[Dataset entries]

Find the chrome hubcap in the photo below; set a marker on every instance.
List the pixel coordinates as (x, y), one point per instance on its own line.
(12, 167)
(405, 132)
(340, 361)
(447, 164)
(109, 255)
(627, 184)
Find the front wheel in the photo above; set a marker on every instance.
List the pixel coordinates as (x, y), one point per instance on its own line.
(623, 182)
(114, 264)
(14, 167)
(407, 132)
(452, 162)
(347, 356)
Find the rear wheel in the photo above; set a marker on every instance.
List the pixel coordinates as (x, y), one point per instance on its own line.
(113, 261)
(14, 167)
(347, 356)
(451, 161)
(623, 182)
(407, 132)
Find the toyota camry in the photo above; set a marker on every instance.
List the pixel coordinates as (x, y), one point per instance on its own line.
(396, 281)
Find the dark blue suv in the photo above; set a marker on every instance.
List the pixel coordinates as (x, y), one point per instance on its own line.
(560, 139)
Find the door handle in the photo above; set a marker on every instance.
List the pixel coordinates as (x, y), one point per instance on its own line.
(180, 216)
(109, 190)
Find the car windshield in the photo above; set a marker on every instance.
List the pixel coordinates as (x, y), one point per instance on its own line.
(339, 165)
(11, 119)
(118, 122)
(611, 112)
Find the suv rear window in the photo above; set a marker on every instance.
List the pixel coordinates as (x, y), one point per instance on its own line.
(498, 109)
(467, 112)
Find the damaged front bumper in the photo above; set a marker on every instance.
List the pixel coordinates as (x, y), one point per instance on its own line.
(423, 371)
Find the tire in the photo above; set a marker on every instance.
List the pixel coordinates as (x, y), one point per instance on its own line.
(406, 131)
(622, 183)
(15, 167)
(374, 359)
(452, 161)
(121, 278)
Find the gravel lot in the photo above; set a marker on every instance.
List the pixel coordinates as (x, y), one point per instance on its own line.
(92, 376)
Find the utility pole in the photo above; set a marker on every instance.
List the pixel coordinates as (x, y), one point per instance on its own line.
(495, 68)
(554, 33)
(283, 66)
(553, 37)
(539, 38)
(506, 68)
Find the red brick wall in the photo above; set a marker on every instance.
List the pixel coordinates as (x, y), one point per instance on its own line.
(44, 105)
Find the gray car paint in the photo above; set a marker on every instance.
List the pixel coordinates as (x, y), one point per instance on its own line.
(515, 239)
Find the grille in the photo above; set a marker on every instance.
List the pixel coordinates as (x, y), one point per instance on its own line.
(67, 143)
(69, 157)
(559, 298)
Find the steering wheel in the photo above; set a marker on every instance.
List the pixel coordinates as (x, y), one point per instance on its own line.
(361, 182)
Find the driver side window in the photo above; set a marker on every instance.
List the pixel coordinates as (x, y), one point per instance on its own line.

(Written instruction): Rewrite every line of the entries above as a JSON list of strings, one string per line, leaving out blank lines.

(Reply):
[
  "Find the chrome hubcap in the photo below; set a marker on every instance.",
  "List the pixel coordinates as (x, y), one point per instance on its own line.",
  "(12, 167)",
  "(405, 132)",
  "(340, 361)",
  "(447, 164)",
  "(109, 255)",
  "(627, 184)",
  "Find the front wheel in the photo above; set a marker on every instance.",
  "List the pixel coordinates as (x, y), one point per instance on its own line.",
  "(623, 182)",
  "(114, 264)",
  "(14, 167)",
  "(407, 132)",
  "(452, 162)",
  "(347, 356)",
  "Find the rear wheel in the photo above; set a marker on every instance.",
  "List the pixel coordinates as (x, y), one point per instance on its own line.",
  "(113, 261)",
  "(14, 167)",
  "(347, 356)",
  "(451, 161)",
  "(623, 182)",
  "(407, 132)",
  "Find the toyota camry in the photo above; set a marker on every instance.",
  "List the pixel coordinates as (x, y), one point per instance on its own line.",
  "(396, 281)",
  "Find the dark blue suv in the photo above; set a marker on every instance.",
  "List the pixel coordinates as (x, y), one point per instance on its own line.",
  "(560, 139)",
  "Find the door handle in the photo above; set a marker on every instance.",
  "List the pixel coordinates as (x, y), one point per instance on its own line.",
  "(180, 216)",
  "(109, 190)",
  "Find the car windshield in the photo above; set a marker on every instance.",
  "List the pixel coordinates as (x, y), one point per instance on its own line.",
  "(339, 165)",
  "(11, 119)",
  "(118, 122)",
  "(611, 112)",
  "Find the suv rear window in the photo above; set a marker on every instance.",
  "List the pixel coordinates as (x, y), one point per instance on its own line.",
  "(498, 109)",
  "(467, 112)",
  "Find the damaged front bumper in the photo above; set a marker on every instance.",
  "List the pixel coordinates as (x, y), one point per instance on its own line.",
  "(423, 371)",
  "Find the tire in the photo above; set a marker on every instance.",
  "List the pixel coordinates as (x, y), one point per instance on its own line.",
  "(406, 131)",
  "(622, 183)",
  "(15, 167)",
  "(374, 359)",
  "(452, 161)",
  "(121, 278)",
  "Find the gravel lot in the photo above; set a marker on every instance.",
  "List the pixel coordinates as (x, y), one point per instance on its own line.",
  "(92, 376)",
  "Find the utility pole in the photo above; set a marker on every instance.",
  "List the pixel coordinates as (x, y), one point per instance on its own line.",
  "(495, 68)",
  "(554, 33)",
  "(283, 66)",
  "(553, 37)",
  "(539, 38)",
  "(506, 68)",
  "Find the red brick wall in the photo above; set a marker on every instance.",
  "List the pixel coordinates as (x, y), one point per instance on its own line.",
  "(44, 105)",
  "Find the gray car paint in the photo above; set a marker on every instance.",
  "List the pixel coordinates as (x, y), one point per instance on its own line.",
  "(515, 239)",
  "Find the grille in the photo above; set a marker on every instance.",
  "List the pixel coordinates as (x, y), one point per instance on its own line.",
  "(67, 143)",
  "(69, 157)",
  "(559, 298)",
  "Find the steering wheel in the photo above; set a marker on every instance.",
  "List the pixel coordinates as (x, y), one point per instance on its own line.",
  "(361, 182)",
  "Find the driver side window in the photo above; set a marker on every instance.",
  "List the pixel coordinates as (x, y), one point per instance on its own line."
]